> Tasks to perform
**a.** Retype the part of the Avena v. Texas Department of Human Services opinion starting with "Assistant Director. On" and going on through "internally and externally.".
**b.** Continue the Avena v. Texas Department of Human Services opinion from the point where it stops.
─── Document
Avena v. TX Dept Human Svc

U.S. Court of Appeals for the Fifth Circuit

Avena v. TX Dept Human Svc

Opinion

UNITED STATES COURT OF APPEALS For the Fifth Circuit

No. 02-50322 Summary Calendar

J. RICHARD AVENA,

Plaintiff-Appellant,

VERSUS

TEXAS DEPARTMENT OF HUMAN SERVICES,

Defendant-Appellee.

Appeal from the United States District Court For the Western District of Texas (SA-00-CA-0655-IV) January 7, 2003

Before JONES, STEWART, and DENNIS, Circuit Judges.

Per Curiam:*

J. Richard Avena pro se appeals the district court’s order

granting summary judgment to his employer, the Texas Department of

Human Services (“DHS”), on his Title VII claim that DHS failed to

* Pursuant to 5TH CIR. R. 47.5, the Court has determined that this opinion should not be published and is not precedent except under the limited circumstances set forth in 5TH CIR. R. 47.5.4.

1 promote him to one position and denied him the opportunity to apply

for two other positions based on his national origin. We AFFIRM.

I.

Avena was hired by DHS in 1990 to serve as the agency’s

Regional Civil Rights Director in San Antonio, Texas. Prior to his

hiring, he had spent twenty-one years working for the U.S.

Commission on Civil Rights and two years working as the executive

director of the Texas Civil Liberties Union. He consistently

received favorable job evaluations from DHS.

Steve Currier is the Director of the DHS’s Civil Rights

Division (“CRD”) in Austin, Texas. Aurora LeBrun was the CRD

Assistant Director. On July 31, 1995, LeBrun announced her

resignation. Currier obtained permission to post a vacancy

announcement about LeBrun’s position internally and externally.

The vacancy was posted on August 28, 1995. Eighteen people applied

for the job. Of these, Avena and six others were invited to

interview. Three were African American, three were Hispanic, and

one was Anglo American.

The seven candidates were given a written examination and were

interviewed by a committee consisting of Currier, LeBrun, and

Robert Compton. Avena had the highest written examination score

and the second highest oral interview score. His overall score was

171.5, which placed him second among the candidates. The top-rated

candidate was Debra Smith, who is African American and who worked

in the CRD regional office in Houston. Her score was 178. Currier

2 offered the position to Smith on September 20, 1995. Smith

accepted the offer on September 21, 1995. Avena says he was

notified of the decision on September 25, 1995. Smith eventually

withdrew her acceptance and, despite Currier’s efforts to change

her mind, declined the promotion.
──────
─── Material provided
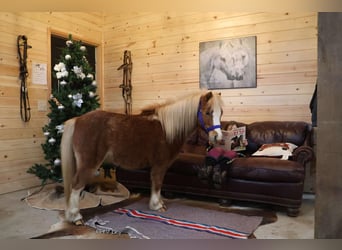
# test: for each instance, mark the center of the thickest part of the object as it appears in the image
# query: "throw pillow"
(276, 149)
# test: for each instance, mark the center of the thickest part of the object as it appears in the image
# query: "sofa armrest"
(197, 159)
(303, 154)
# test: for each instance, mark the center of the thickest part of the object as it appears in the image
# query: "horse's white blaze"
(217, 112)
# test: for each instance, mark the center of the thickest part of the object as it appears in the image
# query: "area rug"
(180, 221)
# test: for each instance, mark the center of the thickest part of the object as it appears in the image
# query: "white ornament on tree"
(52, 140)
(57, 162)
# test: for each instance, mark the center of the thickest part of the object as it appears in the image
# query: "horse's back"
(127, 140)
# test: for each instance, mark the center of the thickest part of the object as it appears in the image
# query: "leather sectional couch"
(258, 179)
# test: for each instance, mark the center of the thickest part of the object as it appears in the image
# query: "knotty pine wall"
(20, 142)
(164, 48)
(165, 53)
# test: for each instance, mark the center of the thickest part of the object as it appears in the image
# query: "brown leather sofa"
(258, 179)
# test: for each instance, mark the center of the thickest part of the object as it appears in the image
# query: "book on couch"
(234, 139)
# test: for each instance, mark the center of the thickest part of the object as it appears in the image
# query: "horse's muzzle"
──────
> Answers in order
**a.**
Assistant Director. On July 31, 1995, LeBrun announced her

resignation. Currier obtained permission to post a vacancy

announcement about LeBrun’s position internally and externally.

**b.**
DHS later announced that it intended to reorganize the CRD by

eliminating the position of Assistant Director and creating two new

section manager positions. The internal reorganization plan was

authorized so as not to increase the total staff size of the CRD.

DHS announced that any current CRD manager in the state office at

pay group level 20 or higher could apply for the two new section

manager positions. This prerequisite excluded Avena, who worked in

the CRD’s regional office in San Antonio. On December 15, 1995,

DHS announced that the new positions would be filled by Robert

Compton and Ana Mireles. Compton is Anglo American. Mireles is

Hispanic.

On January 12, 1996, Avena filed an internal complaint of

discrimination based on national origin, sex, and age. The

internal investigation found no illegal discrimination. On

September 20, 1996, Avena sent a letter to the EEOC alleging

discrimination based on age and national origin. The letter was

received on September 25, 1996. Avena filed a formal EEOC

complaint on October 7, 1996. The EEOC found “cause to believe

discrimination existed.” Upon reconsideration at DHS’s request,

the EEOC sustained its finding. At DHS’s further request, the EEOC

3 sent the investigative file to another EEOC office for yet another

review. That review resulted in the same finding. After

conciliation failed, the EEOC sent Avena a right-to-sue letter.

On June 30, 2000, Avena filed the present lawsuit, alleging

claims under 42 U.S.C. §§ 2000e et seq. Among Avena’s evidence of

national origin discrimination is testimony that LeBrun made a

disparaging remark about Avena, to the effect of “he doesn’t know

what he is doing. He’s just an old Mexican man.” The district

court granted DHS’s motion for summary judgment and dismissed the

case. Avena timely appealed.

II.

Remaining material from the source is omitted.